In the text on tendon problems, rewrite the part that opens with "Following conditions may" and closes with "is an MRI .", replacing every instance of "degenerative arthritis" with "osteoarthritis".

Text excerpt
------------------------

Clinical diagnosis is based on history, palpation and calf raise test.

Differential diagnosis

Following conditions may mimic tibialis posterior tendon dysfunction and should be differentiated by clinical examination, ultrasonography or MRI.

  • Sprain and strain of anterior portion of deltoid ligament
  • Attenuation of the fibers of spring ligament
  • subtlalar joint degenerative arthritis
  • talonavicular joint degenerative arthritis
  • lisfranc’s joint post traumatic degenerative arthritis

In order to avoid treatment for the wrong condition precise diagnosis is best way to deal with this type of injury. High-resolution diagnostic ultrasonography is readily available and is preferred. Another option is an MRI .

Groin pain in adductor tendinopathy

Treatment of Tendonitis

The most effective way to treat tendonitis is to do gait retraining based on precise gait evaluation. You may have developed tendonitis because you move your legs and feet in a way that causes damage to your tendons. To see if you have a gait problem, you need a gait evaluation. This evaluation usually consists of having your feet filmed while you are running on an instrumental treadmill, which has a pixelated pressure platform. The pressure platform allows the best assessment of the gait cycle of the foot while video review allows seeing biomechanics of the whole body during walking. The feet should be filmed from front to back and side to side. There is no need to film your feet for a long period – a good software program can spot movement dysfunction within a minute or two.

------------------------

Entries provided
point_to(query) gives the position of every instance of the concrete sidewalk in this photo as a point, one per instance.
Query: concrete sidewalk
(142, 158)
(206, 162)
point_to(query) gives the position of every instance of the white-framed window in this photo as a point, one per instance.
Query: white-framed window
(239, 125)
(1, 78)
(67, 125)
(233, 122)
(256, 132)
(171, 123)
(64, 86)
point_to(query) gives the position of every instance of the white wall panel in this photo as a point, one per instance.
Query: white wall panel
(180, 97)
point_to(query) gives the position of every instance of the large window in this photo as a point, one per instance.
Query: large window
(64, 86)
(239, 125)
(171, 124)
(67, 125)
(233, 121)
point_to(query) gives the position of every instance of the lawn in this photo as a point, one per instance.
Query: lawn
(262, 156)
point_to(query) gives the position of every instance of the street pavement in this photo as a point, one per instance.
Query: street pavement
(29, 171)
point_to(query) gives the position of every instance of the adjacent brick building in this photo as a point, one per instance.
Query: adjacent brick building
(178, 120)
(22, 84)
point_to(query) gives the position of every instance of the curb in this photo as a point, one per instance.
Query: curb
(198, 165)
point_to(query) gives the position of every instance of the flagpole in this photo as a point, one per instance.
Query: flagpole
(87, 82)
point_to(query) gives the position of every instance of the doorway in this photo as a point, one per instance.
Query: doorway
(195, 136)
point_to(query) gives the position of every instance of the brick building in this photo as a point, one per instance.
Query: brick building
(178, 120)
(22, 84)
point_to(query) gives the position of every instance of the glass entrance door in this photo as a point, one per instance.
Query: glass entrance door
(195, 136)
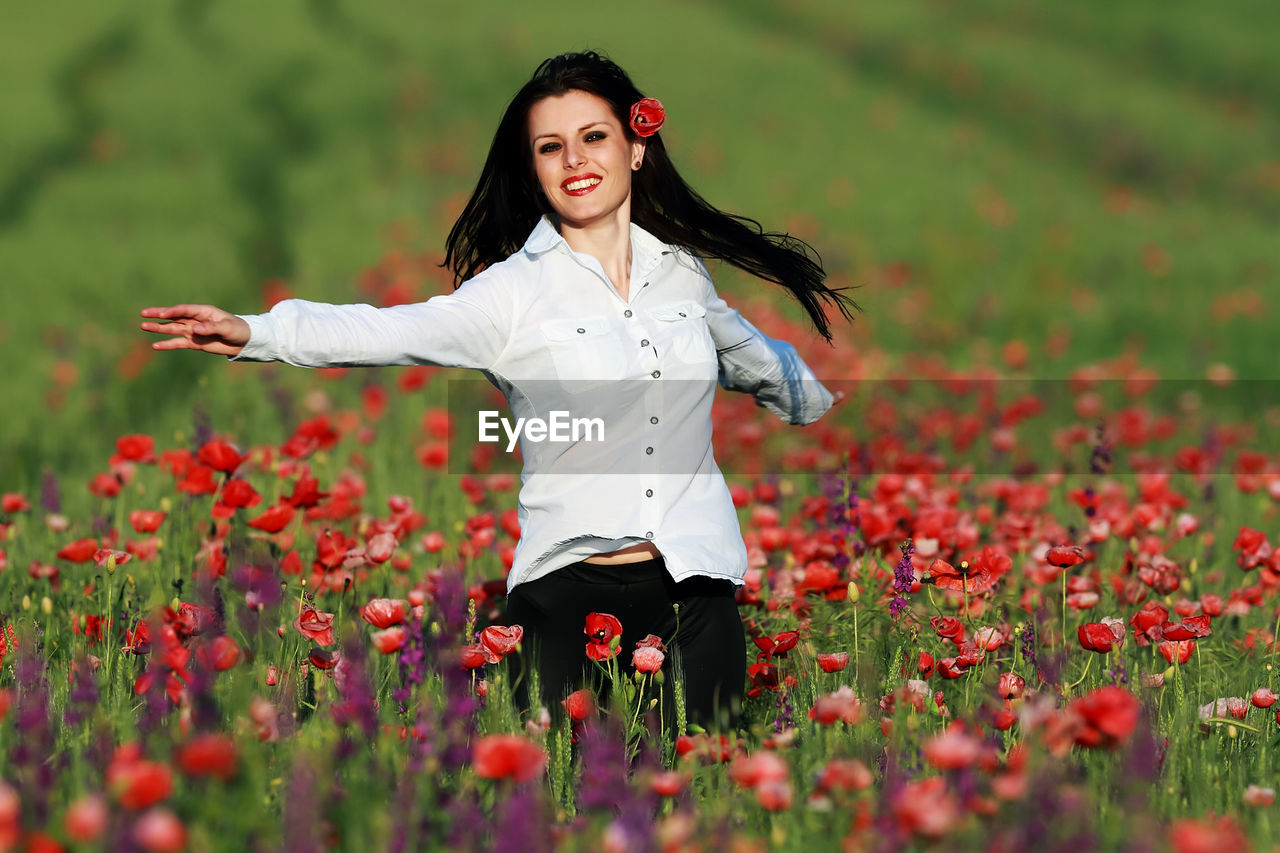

------------------------

Output below
Following conditions may mimic tibialis posterior tendon dysfunction and should be differentiated by clinical examination, ultrasonography or MRI.

  • Sprain and strain of anterior portion of deltoid ligament
  • Attenuation of the fibers of spring ligament
  • subtlalar joint osteoarthritis
  • talonavicular joint osteoarthritis
  • lisfranc’s joint post traumatic osteoarthritis

In order to avoid treatment for the wrong condition precise diagnosis is best way to deal with this type of injury. High-resolution diagnostic ultrasonography is readily available and is preferred. Another option is an MRI .